▶ Aim of the exercise: Copy out each line containing "hanging" from the entries below.
───── Material shown ─────
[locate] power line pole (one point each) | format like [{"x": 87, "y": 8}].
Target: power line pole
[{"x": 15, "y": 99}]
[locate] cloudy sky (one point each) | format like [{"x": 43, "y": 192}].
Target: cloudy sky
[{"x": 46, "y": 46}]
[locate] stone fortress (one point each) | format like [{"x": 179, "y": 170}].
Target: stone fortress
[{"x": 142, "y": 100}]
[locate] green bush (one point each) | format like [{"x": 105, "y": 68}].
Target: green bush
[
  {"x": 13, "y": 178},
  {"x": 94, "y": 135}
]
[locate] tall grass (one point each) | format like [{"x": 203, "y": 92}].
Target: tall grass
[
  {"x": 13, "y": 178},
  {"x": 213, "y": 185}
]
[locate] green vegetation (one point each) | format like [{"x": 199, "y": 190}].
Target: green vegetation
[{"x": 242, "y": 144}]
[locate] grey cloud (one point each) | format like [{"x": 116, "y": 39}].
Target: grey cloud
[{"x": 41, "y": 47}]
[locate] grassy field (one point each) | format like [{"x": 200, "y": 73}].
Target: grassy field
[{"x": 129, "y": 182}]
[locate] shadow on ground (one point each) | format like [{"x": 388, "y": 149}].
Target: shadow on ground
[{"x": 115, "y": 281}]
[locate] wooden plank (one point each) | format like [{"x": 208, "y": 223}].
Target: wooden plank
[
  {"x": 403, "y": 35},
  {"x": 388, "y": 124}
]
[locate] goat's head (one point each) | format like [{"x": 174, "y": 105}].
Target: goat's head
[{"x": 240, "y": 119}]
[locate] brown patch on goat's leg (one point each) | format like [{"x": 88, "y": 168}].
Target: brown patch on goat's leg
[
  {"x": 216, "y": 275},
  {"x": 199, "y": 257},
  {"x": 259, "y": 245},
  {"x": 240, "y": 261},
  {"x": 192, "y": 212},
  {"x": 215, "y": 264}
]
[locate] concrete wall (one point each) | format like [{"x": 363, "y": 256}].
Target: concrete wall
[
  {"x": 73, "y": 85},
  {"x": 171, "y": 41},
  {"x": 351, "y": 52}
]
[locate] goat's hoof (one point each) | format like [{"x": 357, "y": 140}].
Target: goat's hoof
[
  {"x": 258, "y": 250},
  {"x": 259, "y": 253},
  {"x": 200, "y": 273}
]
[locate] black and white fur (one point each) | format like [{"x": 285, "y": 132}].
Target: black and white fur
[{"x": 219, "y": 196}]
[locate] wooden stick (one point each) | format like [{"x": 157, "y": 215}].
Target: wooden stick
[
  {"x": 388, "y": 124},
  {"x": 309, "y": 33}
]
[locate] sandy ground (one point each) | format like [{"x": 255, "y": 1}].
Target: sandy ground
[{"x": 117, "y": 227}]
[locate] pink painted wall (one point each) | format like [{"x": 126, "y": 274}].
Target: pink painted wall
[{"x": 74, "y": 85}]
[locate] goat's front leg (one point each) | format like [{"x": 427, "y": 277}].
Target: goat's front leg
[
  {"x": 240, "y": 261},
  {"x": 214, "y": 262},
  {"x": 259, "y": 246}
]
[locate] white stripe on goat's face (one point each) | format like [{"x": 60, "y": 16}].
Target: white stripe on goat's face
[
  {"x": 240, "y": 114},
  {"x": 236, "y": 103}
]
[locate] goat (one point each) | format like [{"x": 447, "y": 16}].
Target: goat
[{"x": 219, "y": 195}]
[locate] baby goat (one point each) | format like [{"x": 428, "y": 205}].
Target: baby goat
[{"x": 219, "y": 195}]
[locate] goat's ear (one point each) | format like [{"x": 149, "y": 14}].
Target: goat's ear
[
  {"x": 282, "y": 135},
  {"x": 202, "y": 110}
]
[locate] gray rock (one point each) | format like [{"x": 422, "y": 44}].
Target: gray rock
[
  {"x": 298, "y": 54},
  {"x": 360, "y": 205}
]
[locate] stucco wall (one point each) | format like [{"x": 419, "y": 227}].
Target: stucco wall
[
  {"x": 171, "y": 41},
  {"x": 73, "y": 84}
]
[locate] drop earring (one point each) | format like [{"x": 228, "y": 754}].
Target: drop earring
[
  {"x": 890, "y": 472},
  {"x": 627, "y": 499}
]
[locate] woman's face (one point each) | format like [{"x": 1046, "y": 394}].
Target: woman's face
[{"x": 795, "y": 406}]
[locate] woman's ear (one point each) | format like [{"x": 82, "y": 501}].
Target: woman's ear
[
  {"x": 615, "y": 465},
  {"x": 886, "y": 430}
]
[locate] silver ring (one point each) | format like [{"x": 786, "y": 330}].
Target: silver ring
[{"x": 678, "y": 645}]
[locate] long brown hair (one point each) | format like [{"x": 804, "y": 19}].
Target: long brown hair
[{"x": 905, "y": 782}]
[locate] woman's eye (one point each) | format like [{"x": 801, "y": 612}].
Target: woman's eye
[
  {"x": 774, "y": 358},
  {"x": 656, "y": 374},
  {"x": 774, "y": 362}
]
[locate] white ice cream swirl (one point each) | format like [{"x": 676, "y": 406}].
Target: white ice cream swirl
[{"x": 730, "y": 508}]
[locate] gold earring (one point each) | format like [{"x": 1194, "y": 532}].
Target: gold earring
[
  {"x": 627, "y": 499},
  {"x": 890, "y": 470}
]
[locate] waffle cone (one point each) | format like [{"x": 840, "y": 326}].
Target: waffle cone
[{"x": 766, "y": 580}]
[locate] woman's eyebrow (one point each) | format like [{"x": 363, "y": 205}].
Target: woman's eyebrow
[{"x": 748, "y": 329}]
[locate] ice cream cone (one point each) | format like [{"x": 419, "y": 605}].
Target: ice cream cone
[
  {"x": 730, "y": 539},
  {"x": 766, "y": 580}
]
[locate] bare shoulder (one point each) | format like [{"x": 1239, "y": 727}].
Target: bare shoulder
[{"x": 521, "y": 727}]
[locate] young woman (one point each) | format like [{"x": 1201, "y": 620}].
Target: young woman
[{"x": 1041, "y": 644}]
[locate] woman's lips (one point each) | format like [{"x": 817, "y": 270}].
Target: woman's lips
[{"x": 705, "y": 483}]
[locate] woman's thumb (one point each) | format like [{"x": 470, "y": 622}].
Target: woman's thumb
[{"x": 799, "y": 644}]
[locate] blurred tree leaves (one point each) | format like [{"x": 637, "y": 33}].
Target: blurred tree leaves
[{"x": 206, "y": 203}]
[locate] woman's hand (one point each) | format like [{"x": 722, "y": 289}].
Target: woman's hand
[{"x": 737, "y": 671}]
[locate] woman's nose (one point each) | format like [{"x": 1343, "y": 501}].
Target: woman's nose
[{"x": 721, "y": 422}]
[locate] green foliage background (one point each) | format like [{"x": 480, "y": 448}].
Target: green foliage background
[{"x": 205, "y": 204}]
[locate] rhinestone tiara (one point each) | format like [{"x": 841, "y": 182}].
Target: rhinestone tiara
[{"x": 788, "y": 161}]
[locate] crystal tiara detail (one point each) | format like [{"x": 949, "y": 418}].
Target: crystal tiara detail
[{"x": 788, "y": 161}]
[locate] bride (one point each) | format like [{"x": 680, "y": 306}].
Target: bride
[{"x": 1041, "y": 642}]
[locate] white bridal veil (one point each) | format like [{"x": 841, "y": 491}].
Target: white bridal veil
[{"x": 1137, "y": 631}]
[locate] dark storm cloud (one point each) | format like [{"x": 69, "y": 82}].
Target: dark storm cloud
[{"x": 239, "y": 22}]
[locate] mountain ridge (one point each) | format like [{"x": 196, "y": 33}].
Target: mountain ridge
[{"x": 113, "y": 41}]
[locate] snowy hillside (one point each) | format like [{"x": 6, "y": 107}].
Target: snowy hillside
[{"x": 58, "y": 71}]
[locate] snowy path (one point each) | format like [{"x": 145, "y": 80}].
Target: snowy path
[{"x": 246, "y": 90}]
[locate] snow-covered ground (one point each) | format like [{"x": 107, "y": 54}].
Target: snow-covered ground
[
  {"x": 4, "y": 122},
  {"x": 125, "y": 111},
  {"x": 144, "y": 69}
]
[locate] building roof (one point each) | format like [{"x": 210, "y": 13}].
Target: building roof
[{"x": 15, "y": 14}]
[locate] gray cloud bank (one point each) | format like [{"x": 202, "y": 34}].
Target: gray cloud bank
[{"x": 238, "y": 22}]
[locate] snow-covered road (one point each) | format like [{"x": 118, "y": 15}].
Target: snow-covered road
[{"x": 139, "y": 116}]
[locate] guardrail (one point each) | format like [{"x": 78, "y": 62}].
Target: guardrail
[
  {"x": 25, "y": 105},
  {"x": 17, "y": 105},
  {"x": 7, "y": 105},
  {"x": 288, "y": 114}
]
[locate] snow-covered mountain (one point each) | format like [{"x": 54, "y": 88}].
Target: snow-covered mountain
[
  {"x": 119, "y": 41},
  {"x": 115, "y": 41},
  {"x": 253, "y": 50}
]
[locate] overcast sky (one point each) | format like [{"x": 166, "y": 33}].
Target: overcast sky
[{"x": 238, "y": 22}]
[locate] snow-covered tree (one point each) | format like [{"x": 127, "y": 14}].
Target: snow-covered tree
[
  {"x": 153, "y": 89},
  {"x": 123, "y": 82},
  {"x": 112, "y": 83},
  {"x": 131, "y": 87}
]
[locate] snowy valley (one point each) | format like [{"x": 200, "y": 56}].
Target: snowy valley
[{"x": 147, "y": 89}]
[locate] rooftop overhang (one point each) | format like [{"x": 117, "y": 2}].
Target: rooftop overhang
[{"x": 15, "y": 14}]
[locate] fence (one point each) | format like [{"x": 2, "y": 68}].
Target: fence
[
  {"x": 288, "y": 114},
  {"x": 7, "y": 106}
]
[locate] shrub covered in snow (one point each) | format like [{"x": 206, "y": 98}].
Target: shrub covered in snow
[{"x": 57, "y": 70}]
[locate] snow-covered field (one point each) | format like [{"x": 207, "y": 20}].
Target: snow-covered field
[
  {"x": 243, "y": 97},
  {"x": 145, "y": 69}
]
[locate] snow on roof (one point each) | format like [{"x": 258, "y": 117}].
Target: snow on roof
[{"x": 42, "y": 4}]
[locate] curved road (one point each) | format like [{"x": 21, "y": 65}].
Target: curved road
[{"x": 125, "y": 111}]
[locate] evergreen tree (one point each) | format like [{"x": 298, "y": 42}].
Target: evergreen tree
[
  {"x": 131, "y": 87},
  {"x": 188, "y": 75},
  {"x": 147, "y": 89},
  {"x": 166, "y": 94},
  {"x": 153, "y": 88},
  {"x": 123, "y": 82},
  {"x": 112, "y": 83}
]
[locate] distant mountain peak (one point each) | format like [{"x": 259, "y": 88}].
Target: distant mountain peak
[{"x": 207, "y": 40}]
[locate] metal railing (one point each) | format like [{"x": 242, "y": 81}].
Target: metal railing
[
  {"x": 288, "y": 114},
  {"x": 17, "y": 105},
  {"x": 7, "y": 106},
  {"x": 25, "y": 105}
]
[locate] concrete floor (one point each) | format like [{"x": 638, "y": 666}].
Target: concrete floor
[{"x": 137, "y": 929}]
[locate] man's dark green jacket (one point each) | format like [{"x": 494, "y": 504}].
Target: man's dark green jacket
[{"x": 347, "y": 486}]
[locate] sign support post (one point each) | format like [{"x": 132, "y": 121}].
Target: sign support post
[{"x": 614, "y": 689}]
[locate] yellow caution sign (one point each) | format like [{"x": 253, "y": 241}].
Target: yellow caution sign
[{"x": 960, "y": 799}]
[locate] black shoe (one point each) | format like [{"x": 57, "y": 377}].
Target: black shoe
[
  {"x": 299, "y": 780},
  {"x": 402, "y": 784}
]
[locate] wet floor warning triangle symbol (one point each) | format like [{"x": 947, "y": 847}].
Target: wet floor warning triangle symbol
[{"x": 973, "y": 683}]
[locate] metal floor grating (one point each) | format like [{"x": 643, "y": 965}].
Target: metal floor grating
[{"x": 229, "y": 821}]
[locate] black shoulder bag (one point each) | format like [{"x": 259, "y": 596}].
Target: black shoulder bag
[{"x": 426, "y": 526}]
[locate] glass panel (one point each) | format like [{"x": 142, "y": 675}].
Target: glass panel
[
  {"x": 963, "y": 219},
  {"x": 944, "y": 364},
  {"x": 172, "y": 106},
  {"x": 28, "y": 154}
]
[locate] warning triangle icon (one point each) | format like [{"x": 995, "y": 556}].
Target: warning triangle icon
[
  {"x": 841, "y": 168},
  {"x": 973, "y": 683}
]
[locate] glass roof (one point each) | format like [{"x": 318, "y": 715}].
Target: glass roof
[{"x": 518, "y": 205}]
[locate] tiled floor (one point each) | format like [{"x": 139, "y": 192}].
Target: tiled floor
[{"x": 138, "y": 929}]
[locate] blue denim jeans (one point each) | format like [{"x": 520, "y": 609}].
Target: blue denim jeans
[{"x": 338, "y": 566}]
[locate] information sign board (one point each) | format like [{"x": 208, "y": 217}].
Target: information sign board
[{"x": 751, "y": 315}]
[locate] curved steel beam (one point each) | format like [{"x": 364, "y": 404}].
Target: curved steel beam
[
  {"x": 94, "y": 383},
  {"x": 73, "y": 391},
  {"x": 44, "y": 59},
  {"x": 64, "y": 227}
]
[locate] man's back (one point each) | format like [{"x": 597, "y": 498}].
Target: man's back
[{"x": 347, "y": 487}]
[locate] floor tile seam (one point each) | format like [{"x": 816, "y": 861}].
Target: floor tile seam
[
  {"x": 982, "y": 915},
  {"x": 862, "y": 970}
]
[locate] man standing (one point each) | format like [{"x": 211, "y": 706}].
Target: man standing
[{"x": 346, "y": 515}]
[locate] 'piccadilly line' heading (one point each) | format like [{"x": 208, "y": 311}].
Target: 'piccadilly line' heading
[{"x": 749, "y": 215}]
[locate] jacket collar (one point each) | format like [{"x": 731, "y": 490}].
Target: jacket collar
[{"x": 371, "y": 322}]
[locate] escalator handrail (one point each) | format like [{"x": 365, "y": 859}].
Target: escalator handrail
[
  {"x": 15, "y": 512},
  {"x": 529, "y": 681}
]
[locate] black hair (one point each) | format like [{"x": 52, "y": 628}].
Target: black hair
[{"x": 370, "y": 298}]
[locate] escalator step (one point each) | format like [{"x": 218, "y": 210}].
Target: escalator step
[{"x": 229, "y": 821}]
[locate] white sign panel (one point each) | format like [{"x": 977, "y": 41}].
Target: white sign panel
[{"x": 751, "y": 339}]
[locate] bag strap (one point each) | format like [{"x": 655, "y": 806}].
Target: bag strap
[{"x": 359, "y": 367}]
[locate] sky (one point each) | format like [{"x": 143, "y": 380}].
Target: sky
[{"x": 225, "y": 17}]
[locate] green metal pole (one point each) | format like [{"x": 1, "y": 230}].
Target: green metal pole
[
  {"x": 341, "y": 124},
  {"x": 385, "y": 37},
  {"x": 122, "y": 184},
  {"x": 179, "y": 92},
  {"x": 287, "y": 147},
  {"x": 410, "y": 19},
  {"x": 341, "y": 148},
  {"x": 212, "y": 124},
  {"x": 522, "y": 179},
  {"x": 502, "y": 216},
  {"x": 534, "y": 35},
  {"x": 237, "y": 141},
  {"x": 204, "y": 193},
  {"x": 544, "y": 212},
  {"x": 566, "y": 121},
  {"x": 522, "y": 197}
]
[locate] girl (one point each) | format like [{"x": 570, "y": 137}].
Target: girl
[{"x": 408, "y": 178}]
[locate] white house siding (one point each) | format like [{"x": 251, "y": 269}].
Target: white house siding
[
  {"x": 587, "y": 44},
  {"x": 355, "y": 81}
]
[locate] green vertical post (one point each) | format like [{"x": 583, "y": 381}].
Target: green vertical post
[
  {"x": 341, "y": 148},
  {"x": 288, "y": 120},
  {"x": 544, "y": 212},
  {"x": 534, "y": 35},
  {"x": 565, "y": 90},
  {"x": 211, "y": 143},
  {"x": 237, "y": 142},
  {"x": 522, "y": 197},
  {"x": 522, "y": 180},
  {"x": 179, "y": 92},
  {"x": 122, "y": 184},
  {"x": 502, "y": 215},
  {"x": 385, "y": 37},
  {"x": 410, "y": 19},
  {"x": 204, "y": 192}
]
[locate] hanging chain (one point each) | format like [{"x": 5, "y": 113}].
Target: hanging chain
─────
▶ Exercise answer:
[locate] hanging chain (one point each) | format like [{"x": 5, "y": 113}].
Target: hanging chain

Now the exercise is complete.